When the scheduler tries to find a destination, it returns a tuple to the conductor (host, node, limits) that is passed to the compute node.
Then, the compute node checks the resource usage by claiming the instance values (at least the VCPU, memory and disk) against the host values. That claim is then using the limits for limiting the possible size ask.
For example, say that I have an vcpu allocation ratio of 1.0, it will limit the possible VCPU by 1.
When calling the filters, those limits are set for each field by each filter : for example, the CoreFilter sets the vcpu limit to the scheduler related HostState.
When we return the destination, we're then passing those limit fields to the conductor like I said before.
So, why do we have a different behaviour when restarting the scheduler ? Because when restarting it, we're recreating the in-memory objects called HostState so we're setting the limits back to 0, up until one instance goes to the CoreFilter.
Proof here :
- case #1 : restart the scheduler and boot an instance using the AZ hack
(Pdb) dests
[{'host': u'vm-133.gsslab.fab.redhat.com', 'nodename': u'vm-133.gsslab.fab.redhat.com', 'limits': {}}]
- case #2 : restart the scheduler, boot a normal instance and then boot an instance with the AZ hack
(Pdb) dests
[{'host': u'vm-133.gsslab.fab.redhat.com', 'nodename': u'vm-133.gsslab.fab.redhat.com', 'limits': {'memory_mb': 19150.5, 'vcpu': 1.0}}]
That looks a design problem honestly. If we're never checking the filters when using the AZ hack, we shouldn't return limits then which would mean a consistent behaviour whatever the scheduler verified those limits first or not.
The other hand tho is that we wouldn't be able to verify whether the host can still support the instance request, but given it's an admin-only possible usage, I think the operator already knows whether the host can be good or not.
Just reported the upstream bug since I'm pretty sure the problem still exists. |

WRITTEN EXERCISE A. According to the thread on scheduler limits, which filter sets the vcpu limit on the HostState?
WRITTEN EXERCISE B. Using the thread on scheduler limits, explain why the scheduler behaves differently after it is restarted.
WRITTEN EXERCISE C. Repeat the stretch of the thread on scheduler limits from "Then, the compute" through "I said before.".

RECORD SET.
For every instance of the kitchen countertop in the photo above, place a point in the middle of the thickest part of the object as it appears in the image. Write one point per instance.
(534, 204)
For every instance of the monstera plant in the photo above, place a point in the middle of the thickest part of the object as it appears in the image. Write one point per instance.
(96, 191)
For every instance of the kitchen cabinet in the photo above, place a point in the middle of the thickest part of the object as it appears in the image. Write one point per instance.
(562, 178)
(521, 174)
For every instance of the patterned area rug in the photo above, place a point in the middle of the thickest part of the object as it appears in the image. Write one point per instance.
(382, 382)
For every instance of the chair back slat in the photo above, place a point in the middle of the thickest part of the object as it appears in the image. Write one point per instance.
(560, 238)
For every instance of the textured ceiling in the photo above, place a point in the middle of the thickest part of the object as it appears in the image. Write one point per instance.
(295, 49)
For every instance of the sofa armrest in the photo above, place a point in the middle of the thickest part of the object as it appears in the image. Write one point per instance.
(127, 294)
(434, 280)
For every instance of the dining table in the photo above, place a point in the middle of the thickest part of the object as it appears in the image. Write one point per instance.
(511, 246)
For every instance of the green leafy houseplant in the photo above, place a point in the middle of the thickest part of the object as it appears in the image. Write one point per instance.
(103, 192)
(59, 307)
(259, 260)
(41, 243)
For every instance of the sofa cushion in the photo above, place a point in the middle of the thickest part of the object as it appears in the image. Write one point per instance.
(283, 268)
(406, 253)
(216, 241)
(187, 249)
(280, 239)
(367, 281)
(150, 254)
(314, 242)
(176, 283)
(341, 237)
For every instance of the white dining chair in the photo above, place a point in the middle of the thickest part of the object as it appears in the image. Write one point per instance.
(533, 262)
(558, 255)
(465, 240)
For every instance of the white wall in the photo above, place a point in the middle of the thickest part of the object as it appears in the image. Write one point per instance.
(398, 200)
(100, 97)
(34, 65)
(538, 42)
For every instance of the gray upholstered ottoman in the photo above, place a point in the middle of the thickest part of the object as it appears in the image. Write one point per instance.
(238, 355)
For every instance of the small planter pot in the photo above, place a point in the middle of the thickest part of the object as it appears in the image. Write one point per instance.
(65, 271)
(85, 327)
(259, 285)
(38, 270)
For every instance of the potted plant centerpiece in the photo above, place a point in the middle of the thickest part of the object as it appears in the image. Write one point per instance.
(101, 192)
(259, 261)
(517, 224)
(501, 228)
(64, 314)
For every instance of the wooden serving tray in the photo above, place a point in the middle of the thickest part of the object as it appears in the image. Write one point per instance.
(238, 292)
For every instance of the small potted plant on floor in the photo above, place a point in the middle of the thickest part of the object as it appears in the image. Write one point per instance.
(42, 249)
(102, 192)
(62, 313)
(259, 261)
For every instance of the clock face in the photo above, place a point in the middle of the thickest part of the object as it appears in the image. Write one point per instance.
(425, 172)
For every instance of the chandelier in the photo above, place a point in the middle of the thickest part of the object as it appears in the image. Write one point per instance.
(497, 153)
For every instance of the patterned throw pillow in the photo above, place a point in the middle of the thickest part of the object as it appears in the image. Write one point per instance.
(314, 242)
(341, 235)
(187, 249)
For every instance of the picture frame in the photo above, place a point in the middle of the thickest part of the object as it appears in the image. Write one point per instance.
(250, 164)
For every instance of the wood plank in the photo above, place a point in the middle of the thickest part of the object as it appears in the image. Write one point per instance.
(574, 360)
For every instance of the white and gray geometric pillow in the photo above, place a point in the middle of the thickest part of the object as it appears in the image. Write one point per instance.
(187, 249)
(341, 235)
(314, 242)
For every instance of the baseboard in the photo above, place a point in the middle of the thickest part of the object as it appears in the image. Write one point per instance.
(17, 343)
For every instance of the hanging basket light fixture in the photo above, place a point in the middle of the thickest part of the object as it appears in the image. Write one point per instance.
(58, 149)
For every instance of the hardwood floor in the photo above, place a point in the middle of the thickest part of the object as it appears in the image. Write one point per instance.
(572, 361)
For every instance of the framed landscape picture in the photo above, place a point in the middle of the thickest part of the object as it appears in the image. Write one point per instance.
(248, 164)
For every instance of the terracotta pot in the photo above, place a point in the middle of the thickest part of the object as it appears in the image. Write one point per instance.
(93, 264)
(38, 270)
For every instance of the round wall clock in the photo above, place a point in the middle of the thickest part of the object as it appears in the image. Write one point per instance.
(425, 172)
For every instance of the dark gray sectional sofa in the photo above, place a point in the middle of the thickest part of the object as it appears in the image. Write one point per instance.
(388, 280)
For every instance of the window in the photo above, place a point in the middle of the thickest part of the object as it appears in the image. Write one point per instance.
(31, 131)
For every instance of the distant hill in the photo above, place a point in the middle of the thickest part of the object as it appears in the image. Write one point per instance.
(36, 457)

...

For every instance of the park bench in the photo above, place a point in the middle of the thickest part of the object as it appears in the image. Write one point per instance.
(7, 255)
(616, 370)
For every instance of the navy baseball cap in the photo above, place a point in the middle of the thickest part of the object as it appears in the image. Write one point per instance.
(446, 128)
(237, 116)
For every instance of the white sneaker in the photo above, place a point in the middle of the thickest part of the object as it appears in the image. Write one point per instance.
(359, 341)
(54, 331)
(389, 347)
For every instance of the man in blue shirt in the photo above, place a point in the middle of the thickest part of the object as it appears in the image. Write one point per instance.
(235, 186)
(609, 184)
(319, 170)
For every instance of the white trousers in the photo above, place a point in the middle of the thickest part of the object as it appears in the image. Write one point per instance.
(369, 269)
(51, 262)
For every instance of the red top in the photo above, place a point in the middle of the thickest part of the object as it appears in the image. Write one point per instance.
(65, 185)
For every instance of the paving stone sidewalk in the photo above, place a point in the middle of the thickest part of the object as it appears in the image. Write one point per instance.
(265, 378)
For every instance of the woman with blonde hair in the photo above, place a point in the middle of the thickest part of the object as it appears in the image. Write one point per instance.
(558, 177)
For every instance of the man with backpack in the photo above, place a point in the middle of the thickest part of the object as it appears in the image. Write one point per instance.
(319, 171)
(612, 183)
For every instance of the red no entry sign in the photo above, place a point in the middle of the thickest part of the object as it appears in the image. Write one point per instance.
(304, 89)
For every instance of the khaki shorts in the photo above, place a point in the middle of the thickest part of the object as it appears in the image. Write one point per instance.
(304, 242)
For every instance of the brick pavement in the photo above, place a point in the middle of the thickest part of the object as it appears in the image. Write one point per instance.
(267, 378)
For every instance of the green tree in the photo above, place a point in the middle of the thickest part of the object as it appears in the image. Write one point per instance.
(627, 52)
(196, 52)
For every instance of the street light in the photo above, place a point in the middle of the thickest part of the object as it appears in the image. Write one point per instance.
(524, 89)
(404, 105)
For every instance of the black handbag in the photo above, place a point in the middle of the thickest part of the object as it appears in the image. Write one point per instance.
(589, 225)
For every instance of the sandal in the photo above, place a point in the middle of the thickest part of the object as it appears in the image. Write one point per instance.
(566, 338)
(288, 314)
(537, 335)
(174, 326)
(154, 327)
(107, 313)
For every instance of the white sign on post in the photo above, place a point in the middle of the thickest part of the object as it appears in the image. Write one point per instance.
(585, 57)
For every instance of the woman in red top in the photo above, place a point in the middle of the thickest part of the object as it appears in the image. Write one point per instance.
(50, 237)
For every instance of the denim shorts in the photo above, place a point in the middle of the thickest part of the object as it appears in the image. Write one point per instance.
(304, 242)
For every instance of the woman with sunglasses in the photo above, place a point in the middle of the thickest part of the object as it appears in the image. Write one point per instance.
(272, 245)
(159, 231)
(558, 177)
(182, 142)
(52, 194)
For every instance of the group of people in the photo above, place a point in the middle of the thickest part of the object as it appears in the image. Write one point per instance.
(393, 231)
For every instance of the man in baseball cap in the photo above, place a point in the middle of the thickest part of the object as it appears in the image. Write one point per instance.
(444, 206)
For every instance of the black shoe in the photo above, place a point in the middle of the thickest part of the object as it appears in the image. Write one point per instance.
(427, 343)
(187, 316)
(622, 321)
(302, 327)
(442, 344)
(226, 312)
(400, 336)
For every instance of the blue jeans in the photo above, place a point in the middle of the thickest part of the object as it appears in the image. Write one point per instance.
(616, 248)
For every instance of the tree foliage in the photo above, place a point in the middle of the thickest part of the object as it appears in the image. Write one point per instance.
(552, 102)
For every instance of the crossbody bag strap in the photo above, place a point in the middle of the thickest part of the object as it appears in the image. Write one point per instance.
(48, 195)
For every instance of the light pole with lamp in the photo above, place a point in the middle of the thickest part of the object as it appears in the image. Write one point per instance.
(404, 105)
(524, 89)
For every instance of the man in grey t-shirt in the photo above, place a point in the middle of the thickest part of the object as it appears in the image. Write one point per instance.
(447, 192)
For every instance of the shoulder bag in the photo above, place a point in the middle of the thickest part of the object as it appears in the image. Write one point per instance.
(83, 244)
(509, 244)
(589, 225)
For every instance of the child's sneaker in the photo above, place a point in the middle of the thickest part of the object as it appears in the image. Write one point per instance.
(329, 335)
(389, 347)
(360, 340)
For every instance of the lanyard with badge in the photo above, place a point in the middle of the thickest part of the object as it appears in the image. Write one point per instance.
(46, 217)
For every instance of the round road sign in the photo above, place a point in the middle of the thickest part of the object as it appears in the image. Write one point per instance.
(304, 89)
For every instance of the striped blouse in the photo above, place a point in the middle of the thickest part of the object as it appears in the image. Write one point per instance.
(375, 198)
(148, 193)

--

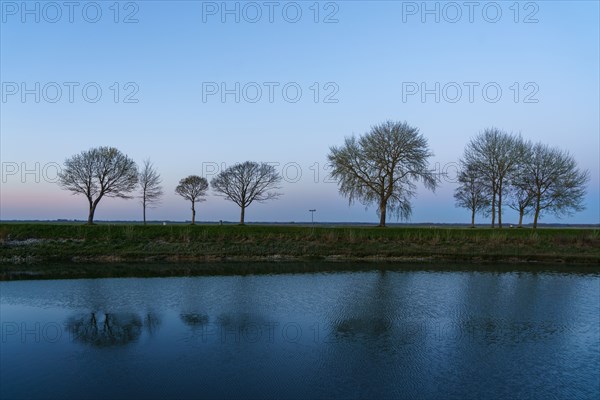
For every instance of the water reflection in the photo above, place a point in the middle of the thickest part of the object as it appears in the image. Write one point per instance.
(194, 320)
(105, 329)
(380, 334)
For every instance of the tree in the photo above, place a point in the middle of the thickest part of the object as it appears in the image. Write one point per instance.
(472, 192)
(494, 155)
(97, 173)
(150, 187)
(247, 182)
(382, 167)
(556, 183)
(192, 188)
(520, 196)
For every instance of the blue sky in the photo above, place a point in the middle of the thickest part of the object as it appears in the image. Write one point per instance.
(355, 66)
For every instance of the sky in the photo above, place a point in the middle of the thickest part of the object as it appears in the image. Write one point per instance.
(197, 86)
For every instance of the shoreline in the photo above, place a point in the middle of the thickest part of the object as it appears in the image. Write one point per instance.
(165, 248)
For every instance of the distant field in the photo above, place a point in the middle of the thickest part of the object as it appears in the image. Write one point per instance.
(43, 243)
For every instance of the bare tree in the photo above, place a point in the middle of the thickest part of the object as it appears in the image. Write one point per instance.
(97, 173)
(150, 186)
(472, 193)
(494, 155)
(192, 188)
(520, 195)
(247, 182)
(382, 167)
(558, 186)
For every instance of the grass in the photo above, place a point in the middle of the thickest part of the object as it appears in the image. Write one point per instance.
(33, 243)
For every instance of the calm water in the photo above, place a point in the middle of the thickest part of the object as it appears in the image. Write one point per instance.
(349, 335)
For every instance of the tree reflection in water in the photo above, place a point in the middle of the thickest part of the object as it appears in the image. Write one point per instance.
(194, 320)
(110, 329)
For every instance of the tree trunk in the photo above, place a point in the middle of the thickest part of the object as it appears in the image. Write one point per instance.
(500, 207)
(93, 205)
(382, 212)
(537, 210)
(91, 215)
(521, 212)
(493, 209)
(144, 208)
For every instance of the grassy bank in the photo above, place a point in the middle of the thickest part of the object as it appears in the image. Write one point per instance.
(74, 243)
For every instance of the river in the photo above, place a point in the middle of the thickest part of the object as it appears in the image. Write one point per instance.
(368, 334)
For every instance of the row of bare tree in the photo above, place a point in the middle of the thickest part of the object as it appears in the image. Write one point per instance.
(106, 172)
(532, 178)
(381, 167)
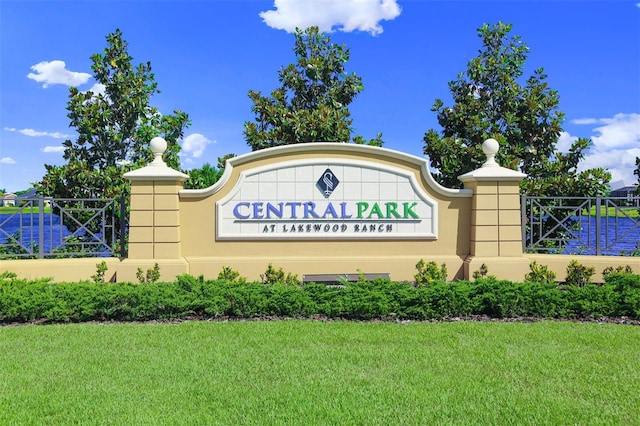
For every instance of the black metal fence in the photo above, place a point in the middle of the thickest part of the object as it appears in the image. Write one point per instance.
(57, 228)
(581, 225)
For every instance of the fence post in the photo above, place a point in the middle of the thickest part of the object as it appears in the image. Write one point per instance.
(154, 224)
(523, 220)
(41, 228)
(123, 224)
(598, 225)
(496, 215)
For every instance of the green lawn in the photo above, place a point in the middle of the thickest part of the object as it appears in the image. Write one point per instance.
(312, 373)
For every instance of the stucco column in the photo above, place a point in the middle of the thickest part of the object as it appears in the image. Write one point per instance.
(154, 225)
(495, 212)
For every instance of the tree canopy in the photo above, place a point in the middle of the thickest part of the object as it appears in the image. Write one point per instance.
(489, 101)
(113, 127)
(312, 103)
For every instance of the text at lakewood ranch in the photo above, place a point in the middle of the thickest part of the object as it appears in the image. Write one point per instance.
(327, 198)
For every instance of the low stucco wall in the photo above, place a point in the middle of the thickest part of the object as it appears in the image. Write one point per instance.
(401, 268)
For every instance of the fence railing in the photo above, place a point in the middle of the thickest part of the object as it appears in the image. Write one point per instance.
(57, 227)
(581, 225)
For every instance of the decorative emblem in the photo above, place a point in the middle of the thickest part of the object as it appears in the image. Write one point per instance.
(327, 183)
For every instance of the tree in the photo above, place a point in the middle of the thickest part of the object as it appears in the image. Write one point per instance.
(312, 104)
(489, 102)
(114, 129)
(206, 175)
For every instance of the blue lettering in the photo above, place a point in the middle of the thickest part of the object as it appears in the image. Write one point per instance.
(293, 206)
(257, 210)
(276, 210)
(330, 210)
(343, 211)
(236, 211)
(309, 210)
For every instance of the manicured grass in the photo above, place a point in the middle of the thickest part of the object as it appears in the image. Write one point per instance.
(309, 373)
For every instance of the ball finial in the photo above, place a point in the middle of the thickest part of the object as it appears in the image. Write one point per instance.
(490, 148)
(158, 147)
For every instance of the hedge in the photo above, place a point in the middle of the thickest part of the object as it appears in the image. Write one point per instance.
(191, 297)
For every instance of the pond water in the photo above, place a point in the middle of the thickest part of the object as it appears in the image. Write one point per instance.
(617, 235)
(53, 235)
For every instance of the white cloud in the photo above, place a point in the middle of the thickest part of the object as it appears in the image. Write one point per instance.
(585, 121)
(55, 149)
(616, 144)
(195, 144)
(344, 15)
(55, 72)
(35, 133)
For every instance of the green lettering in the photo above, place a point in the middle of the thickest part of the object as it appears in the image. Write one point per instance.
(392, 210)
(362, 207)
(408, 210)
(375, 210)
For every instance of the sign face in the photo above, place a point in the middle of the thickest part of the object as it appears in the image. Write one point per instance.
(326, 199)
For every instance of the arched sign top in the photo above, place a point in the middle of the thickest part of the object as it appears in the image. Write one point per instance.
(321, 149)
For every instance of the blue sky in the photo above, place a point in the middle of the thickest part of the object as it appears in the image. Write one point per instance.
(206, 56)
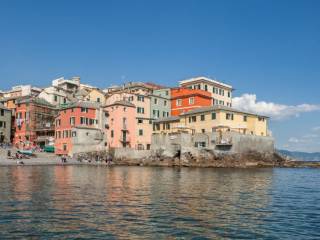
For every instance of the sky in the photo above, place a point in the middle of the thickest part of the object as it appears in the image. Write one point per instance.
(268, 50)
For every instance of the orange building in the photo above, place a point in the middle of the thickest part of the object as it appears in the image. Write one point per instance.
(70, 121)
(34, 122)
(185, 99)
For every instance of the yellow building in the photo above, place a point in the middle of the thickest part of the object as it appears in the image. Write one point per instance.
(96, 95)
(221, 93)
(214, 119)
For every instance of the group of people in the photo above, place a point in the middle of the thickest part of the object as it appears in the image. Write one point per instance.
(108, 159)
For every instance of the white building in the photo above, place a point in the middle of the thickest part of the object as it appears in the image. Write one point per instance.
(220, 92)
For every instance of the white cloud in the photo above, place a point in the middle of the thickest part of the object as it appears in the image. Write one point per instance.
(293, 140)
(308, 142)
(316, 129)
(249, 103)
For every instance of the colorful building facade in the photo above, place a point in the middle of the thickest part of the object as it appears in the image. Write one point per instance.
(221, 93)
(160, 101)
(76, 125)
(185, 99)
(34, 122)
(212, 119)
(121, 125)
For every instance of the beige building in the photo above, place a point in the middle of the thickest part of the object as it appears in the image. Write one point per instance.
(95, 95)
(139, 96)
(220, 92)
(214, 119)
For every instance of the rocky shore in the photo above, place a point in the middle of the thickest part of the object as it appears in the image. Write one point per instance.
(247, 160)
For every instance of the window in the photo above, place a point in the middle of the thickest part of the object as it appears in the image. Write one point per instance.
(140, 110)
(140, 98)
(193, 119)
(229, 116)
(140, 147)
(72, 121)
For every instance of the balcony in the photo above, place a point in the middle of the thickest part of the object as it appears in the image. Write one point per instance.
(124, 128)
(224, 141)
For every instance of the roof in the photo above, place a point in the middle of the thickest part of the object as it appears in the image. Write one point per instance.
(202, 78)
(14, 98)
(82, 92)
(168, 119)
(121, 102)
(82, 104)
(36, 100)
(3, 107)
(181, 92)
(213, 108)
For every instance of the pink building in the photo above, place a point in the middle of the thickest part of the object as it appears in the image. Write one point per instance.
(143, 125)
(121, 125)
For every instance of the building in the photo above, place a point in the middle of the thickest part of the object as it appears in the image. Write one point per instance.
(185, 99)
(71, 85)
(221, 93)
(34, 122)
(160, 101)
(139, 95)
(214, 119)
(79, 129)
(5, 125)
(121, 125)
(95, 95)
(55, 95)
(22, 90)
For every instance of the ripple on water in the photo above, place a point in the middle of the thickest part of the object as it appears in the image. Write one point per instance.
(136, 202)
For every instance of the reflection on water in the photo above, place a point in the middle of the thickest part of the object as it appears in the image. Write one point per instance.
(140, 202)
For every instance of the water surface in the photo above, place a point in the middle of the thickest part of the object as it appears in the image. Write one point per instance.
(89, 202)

ANSWER A. The CoreFilter.

ANSWER B. Restarting the scheduler recreates the in-memory HostState objects, which sets the limits back to 0. They stay at 0 until an instance goes through the CoreFilter, so an instance booted with the AZ hack right after a restart gets empty limits.

ANSWER C.
Then, the compute node checks the resource usage by claiming the instance values (at least the VCPU, memory and disk) against the host values. That claim is then using the limits for limiting the possible size ask.
For example, say that I have an vcpu allocation ratio of 1.0, it will limit the possible VCPU by 1.
When calling the filters, those limits are set for each field by each filter : for example, the CoreFilter sets the vcpu limit to the scheduler related HostState.
When we return the destination, we're then passing those limit fields to the conductor like I said before.